Just over a decade ago, in July 2002, there was a catastrophic mid-air collision of a Russian passenger aircraft heading westwards and a freighter aircraft of DHL heading northward, near the town of Überlingen on Lake Constance (Bodensee) in Southern Germany near the Swiss border. I wrote a paper on it about a month later, ACAS and the South German Midair, RVS Technical Note RVS-Occ-02-02, on 12 August 2002, in which I suggested that there were issues concerning the verification of the algorithms used in TCAS, as well as the assumptions about cockpit decision-making upon which the successful use of TCAS depends.
In May 2004 the final report of the investigating body, the German BFU, was published. It is 114pp long in english, without the appendices. There are mistakes in it, one of which I had already anticipated in my August 2002 note. I then wrote a paper based on my 2002 note, which accompanied an Invited Talk I gave at the Ninth Australian Workshop on Safety-Related Programmable Systems in Brisbane, Australia, in 2004, Causal Analysis of the ACAS/TCAS Sociotechnical System. This paper is also available on the Publications page of the RVS WWW site.
Neale Fulton, a colleague at the state research agency CSIRO in Canberra, who has been working on algorithms for proximity/collision avoidance for some years, recently told me of a paper by Peter Brooker, in the journal Safety Science 46(10), December 2008, entitled The Überlingen Accident: Macro-Level Safety Lessons, which refers to my work. That’s four years ago. Brooker apparently says some things about my work.
• • •
Task
Write the next part of the piece above on the Überlingen mid-air collision, picking up right after its last sentence.
• • •
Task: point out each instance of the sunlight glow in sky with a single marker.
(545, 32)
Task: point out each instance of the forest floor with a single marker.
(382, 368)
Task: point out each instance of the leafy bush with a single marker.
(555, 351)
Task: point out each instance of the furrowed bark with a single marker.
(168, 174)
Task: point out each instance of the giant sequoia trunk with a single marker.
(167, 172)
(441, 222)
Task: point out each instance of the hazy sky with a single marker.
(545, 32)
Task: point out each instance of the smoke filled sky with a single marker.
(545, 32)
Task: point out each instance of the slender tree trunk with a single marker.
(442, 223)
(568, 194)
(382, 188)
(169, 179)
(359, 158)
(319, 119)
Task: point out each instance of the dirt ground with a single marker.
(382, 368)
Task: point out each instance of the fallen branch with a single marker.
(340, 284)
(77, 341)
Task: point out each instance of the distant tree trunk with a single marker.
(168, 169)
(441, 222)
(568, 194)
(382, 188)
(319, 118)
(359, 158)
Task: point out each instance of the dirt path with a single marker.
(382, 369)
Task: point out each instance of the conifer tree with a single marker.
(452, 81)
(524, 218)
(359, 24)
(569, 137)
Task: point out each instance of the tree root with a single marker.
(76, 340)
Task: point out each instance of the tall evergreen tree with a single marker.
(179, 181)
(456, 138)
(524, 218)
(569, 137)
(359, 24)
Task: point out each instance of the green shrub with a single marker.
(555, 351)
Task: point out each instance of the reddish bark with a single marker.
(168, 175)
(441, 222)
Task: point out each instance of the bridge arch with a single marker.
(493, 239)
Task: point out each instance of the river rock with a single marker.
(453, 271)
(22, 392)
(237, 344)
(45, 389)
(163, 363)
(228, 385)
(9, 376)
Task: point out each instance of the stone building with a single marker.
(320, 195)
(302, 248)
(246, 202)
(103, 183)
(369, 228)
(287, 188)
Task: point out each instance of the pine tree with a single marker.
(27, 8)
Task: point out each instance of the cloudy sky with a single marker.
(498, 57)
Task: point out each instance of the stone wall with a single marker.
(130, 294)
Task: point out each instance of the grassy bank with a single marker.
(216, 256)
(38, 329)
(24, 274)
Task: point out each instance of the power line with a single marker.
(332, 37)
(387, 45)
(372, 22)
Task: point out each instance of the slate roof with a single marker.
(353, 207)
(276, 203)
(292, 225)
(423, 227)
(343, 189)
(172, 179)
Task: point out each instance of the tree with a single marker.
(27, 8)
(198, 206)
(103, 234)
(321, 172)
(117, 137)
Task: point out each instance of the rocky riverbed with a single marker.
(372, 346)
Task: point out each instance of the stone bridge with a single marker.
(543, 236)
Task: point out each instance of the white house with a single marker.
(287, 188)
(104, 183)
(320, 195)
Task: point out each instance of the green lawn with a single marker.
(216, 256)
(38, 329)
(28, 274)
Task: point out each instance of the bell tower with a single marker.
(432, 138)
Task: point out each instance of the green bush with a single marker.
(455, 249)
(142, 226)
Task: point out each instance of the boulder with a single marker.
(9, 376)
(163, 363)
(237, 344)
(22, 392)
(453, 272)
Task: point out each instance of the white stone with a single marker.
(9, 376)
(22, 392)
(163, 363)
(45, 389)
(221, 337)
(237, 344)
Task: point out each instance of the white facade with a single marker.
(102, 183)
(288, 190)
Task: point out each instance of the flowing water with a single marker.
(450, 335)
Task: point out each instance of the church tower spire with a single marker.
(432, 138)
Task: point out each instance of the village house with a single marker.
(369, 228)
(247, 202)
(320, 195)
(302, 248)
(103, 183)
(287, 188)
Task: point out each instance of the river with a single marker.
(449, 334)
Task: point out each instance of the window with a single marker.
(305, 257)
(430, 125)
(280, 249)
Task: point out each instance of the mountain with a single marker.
• • •
Result of this exercise
I haven’t seen the paper. Gone seem to be the old courtesies by which one forwarded a copy of an academic paper to a colleague whose work was discussed. Our library used to subscribe to the journal, until 2002, but I suppose it became too expensive. It is certainly expensive now: the publisher Elsevier wishes to charge me (or my library) €31.50 for this paper of about 15 pages. As I have said before, I don’t agree with the current commercial politics of many academic publishing houses. Not all authors do as I do to ensure that some version of a published paper appears for free on a WWW site under the auspices of the taxpayer-funded organisations who pay me a salary for this work. I hope Professor Brooker will understand me seasonally donating to charity the €31.50 I have saved by not buying his paper.
Brooker says some odd things about my work. Also, in 2008 the TCAS standard was amended. So it seems time to revisit those considerations.
There is now a TCAS II Minimal Operational Performance Standard RTCA/DO-185B. There is an FAA Technical Standard Order (TSO) TSOC119c, and an EASA TSO ETSO-C119c, corresponding to TCAS II Version 7.1, as it is now called, which includes two changes, detailed in Change Proposals CP112E and CP115, as in this Honeywell white paper. CP112E is directly relevant to the Überlingen accident, as below.
There are three main points which I wish to address again.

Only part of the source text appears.